**TAREA SOLICITADA 1:** Cita completo el texto sobre Anne Michaels y el trauma, sin cambiar nada.

Anne Michaels, contar el trauma desde el interior
La autora teje una red en la que las secuelas y el desarraigo tras la guerra se perpetúan de diferentes formas
Cuando Anne Michaels (Toronto, 1958) publicó su primera novela, Piezas en fuga (1996), el escritor John Berger rebatió la famosa frase de Theodor Adorno, «No se puede escribir poesía después de Auschwitz», para afirmar que, por fin, había sido posible. Para entonces, la autora ya contaba con una trayectoria sólida como poeta, pero fue la novela la que la catapultó al éxito, con numerosos premios, traducciones, una adaptación al cine y años en la lista de libros más vendidos de Canadá.
Piezas en fuga exploraba el trauma, el duelo, la pérdida y la memoria a propósito del Holocausto, que se propagan generación tras generación en una familia, aunque unos no sufrieran el genocidio en primera persona. Con una narración sensorial y sutil, la autora focaliza la narración en la vida interior más que en los hechos, en la percepción que cada uno tiene en relación con el dolor y, por extensión, con su entorno, con lo que escucha en los supervivientes y lo que callan. Ella misma, que no vivió la Segunda Guerra Mundial pero creció como niña de la posguerra, sabe bien de lo que habla.

[Etiquetas de fotos con recuadros]
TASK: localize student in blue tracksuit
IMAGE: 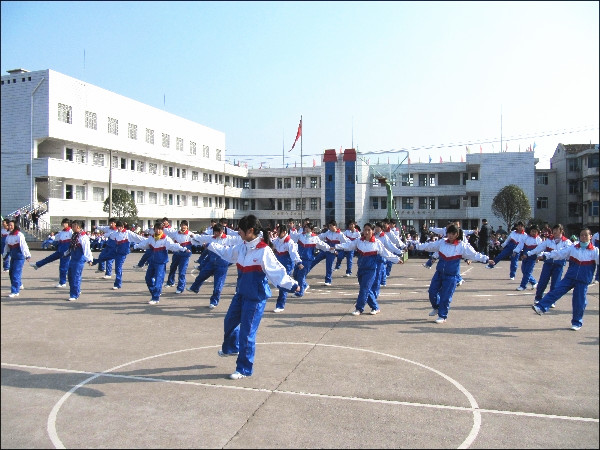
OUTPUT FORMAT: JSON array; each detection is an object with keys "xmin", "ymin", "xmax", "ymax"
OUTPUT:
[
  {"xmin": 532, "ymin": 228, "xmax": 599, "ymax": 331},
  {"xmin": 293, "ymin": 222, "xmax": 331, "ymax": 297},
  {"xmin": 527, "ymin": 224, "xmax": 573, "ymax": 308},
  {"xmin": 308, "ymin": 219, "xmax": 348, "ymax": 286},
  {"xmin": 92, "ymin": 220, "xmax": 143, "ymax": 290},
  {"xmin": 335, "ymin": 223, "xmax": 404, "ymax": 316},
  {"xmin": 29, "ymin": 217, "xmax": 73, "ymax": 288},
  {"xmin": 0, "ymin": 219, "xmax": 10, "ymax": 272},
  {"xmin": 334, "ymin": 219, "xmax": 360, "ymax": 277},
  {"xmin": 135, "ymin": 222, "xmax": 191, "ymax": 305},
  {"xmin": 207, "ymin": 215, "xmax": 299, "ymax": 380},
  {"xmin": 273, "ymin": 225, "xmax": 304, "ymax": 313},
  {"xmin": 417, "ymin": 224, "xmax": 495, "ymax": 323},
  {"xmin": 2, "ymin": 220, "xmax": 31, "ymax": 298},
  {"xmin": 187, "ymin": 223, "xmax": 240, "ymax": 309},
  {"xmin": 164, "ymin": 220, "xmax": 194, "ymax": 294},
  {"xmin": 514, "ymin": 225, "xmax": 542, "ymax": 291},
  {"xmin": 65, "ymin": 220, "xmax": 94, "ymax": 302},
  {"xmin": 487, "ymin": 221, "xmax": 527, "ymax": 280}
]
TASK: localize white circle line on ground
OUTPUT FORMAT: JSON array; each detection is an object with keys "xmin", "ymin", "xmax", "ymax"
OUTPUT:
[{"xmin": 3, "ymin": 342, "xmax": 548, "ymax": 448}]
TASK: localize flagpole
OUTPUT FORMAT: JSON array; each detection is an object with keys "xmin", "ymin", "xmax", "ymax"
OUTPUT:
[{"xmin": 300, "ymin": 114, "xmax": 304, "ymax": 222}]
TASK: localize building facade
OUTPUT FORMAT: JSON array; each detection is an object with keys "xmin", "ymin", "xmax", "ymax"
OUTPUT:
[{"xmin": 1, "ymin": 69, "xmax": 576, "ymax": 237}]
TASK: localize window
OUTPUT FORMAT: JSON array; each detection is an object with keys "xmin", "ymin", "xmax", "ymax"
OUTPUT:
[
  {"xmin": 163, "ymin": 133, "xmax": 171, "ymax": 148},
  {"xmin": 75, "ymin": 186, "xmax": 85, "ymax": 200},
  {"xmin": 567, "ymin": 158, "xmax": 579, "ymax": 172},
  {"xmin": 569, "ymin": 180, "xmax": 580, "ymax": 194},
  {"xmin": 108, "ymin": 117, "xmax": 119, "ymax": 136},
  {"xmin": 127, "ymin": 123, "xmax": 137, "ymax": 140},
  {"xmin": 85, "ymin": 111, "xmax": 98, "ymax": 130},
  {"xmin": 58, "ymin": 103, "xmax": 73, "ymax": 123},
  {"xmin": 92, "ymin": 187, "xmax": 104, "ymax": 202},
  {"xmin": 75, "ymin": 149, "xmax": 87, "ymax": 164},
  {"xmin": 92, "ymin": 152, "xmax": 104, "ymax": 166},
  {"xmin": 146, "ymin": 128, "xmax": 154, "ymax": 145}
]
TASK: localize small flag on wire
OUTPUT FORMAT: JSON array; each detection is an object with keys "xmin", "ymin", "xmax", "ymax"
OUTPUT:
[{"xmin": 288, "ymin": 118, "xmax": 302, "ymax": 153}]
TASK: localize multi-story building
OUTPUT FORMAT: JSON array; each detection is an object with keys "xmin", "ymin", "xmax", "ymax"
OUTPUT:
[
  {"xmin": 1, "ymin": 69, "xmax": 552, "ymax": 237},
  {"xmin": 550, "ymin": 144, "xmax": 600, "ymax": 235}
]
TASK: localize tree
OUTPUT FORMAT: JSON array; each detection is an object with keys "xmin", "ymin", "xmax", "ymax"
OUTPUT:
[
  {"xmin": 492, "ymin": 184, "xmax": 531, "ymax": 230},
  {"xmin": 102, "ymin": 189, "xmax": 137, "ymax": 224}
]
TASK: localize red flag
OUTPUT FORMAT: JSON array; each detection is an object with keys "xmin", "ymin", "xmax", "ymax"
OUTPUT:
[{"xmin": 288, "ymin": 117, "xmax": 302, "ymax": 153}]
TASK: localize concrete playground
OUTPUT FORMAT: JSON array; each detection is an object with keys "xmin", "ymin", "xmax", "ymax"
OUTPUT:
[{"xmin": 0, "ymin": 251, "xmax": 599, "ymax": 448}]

**TAREA SOLICITADA 2:** Imprime tal cual las líneas de los registros desde la que contiene "TASK: localize red flag" hasta el final de los registros, incluidas ambas.

**RESULTADO DEL EJERCICIO 1:**
Anne Michaels, contar el trauma desde el interior
La autora teje una red en la que las secuelas y el desarraigo tras la guerra se perpetúan de diferentes formas
Cuando Anne Michaels (Toronto, 1958) publicó su primera novela, Piezas en fuga (1996), el escritor John Berger rebatió la famosa frase de Theodor Adorno, «No se puede escribir poesía después de Auschwitz», para afirmar que, por fin, había sido posible. Para entonces, la autora ya contaba con una trayectoria sólida como poeta, pero fue la novela la que la catapultó al éxito, con numerosos premios, traducciones, una adaptación al cine y años en la lista de libros más vendidos de Canadá.
Piezas en fuga exploraba el trauma, el duelo, la pérdida y la memoria a propósito del Holocausto, que se propagan generación tras generación en una familia, aunque unos no sufrieran el genocidio en primera persona. Con una narración sensorial y sutil, la autora focaliza la narración en la vida interior más que en los hechos, en la percepción que cada uno tiene en relación con el dolor y, por extensión, con su entorno, con lo que escucha en los supervivientes y lo que callan. Ella misma, que no vivió la Segunda Guerra Mundial pero creció como niña de la posguerra, sabe bien de lo que habla.

**RESULTADO DEL EJERCICIO 2:**
TASK: localize red flag
OUTPUT FORMAT: JSON array; each detection is an object with keys "xmin", "ymin", "xmax", "ymax"
OUTPUT:
[{"xmin": 288, "ymin": 117, "xmax": 302, "ymax": 153}]
TASK: localize concrete playground
OUTPUT FORMAT: JSON array; each detection is an object with keys "xmin", "ymin", "xmax", "ymax"
OUTPUT:
[{"xmin": 0, "ymin": 251, "xmax": 599, "ymax": 448}]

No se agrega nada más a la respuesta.